-- START OF MATERIAL PROVIDED --

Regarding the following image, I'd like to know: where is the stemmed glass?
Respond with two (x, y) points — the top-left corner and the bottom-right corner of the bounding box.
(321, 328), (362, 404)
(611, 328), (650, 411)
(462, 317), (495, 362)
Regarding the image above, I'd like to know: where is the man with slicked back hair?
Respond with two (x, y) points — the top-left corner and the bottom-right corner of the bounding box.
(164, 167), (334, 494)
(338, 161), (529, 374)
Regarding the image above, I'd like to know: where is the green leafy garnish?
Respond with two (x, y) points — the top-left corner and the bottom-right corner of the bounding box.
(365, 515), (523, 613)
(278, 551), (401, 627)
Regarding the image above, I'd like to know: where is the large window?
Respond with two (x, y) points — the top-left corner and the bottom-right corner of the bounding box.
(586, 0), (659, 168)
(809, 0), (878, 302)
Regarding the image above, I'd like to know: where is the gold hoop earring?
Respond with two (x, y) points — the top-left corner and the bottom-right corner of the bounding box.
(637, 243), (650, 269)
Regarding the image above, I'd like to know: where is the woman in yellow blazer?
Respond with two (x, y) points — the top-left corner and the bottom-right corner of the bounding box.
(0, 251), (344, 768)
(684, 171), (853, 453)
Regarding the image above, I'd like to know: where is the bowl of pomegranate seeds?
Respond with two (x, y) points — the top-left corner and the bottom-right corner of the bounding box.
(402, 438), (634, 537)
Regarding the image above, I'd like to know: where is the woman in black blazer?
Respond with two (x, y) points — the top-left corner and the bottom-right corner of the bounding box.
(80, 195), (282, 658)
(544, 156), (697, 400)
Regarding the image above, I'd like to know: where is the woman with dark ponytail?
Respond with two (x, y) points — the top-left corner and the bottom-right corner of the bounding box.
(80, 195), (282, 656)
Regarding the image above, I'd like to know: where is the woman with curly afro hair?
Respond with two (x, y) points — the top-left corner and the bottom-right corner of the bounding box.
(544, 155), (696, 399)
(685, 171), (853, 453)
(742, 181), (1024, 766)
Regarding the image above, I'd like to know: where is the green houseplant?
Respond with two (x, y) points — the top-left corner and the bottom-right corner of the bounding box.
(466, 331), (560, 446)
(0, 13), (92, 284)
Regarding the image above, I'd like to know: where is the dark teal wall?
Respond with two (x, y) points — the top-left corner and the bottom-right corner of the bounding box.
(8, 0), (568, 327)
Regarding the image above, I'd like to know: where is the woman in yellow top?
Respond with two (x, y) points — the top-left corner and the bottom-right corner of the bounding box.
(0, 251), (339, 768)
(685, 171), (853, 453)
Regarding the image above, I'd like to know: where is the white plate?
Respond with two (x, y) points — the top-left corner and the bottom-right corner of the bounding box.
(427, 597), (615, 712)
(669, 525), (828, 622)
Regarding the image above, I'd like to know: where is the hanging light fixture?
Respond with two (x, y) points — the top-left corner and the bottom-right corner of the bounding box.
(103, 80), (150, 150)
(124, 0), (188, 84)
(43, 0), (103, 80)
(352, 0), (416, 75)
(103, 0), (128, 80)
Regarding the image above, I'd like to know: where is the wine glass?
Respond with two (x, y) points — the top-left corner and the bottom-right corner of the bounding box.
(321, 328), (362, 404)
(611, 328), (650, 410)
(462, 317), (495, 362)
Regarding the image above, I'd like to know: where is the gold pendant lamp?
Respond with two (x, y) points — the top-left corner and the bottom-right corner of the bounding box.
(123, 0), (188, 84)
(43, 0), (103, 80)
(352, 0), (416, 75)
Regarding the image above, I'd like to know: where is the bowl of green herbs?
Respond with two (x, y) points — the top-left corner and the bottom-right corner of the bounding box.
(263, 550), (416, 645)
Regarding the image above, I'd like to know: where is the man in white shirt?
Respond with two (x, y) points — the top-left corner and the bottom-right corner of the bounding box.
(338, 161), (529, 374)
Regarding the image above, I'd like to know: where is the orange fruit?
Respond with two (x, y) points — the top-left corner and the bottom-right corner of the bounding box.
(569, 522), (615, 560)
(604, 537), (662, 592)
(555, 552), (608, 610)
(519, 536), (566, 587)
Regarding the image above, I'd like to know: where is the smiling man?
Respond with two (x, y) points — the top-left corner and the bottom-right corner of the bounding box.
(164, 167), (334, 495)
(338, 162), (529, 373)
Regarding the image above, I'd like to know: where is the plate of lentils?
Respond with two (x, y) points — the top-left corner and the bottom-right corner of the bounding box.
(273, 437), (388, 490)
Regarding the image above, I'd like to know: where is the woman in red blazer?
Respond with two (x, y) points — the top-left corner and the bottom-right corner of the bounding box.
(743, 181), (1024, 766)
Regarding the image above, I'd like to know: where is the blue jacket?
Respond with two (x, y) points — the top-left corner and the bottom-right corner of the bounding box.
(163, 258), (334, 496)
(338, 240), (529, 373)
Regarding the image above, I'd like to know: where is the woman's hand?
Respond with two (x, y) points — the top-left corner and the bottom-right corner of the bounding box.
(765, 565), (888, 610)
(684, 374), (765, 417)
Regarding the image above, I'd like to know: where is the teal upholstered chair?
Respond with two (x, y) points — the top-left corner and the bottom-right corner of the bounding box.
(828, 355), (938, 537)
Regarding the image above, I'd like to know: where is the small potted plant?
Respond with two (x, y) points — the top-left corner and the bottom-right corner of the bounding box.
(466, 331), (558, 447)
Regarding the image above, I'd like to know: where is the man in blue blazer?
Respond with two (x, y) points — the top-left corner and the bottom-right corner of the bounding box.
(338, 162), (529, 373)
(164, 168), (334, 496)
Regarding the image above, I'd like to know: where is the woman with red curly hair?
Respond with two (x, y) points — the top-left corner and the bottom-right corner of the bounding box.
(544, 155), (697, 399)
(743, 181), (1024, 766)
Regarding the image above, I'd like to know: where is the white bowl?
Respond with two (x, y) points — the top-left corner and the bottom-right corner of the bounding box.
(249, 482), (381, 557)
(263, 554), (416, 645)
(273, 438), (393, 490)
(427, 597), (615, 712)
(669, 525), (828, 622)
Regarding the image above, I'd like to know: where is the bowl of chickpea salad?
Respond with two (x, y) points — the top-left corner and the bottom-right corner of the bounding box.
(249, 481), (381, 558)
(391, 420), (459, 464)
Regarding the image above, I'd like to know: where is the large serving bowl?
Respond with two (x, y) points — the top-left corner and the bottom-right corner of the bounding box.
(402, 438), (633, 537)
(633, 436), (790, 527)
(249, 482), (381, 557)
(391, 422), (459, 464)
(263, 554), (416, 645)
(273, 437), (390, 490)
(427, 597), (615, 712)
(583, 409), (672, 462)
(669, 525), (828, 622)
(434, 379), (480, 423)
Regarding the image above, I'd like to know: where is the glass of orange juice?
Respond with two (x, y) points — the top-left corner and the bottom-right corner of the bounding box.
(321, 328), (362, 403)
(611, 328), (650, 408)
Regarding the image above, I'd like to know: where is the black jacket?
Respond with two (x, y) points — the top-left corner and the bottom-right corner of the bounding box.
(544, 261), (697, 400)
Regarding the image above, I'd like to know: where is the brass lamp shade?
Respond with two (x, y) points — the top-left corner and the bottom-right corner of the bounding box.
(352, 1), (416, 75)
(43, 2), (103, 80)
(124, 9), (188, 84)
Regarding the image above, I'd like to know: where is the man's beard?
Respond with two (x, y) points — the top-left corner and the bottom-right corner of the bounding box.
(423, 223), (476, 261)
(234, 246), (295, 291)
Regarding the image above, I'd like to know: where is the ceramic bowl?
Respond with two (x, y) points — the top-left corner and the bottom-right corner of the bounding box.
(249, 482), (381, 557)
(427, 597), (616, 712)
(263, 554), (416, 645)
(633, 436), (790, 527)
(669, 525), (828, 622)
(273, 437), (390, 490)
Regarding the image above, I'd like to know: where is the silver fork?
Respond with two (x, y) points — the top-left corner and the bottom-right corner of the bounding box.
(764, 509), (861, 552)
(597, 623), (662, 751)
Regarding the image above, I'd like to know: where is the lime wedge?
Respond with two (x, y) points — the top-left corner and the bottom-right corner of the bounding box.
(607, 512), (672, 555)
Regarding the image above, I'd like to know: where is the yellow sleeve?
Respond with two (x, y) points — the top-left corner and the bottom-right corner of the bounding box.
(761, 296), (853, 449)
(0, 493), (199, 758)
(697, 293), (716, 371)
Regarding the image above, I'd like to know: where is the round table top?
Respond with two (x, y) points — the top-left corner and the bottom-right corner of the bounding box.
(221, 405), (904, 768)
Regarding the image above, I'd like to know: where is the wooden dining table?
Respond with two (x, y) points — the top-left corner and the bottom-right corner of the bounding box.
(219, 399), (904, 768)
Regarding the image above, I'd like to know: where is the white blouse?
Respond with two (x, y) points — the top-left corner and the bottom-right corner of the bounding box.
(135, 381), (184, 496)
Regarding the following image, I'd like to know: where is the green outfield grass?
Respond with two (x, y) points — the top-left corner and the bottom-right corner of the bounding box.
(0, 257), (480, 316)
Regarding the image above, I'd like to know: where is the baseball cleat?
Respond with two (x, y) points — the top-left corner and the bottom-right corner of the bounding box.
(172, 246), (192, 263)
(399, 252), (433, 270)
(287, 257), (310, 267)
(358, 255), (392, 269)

-- END OF MATERIAL PROVIDED --

### INSTRUCTIONS TO FOLLOW
Repeat the part of the material that opens with the line containing "the yellow sleeve?" and closes with the line containing "(221, 405), (904, 768)", including both of those lines.

### WRITTEN SOLUTION
Regarding the image above, I'd like to know: where is the yellow sleeve?
Respond with two (x, y) points — the top-left corner and the bottom-right corner of the bounding box.
(761, 296), (853, 449)
(0, 493), (199, 758)
(697, 293), (716, 371)
Regarding the image above, I'd like to know: where is the round table top?
Respond with two (x, y) points — the top-left corner and the bottom-right corner of the bounding box.
(221, 405), (904, 768)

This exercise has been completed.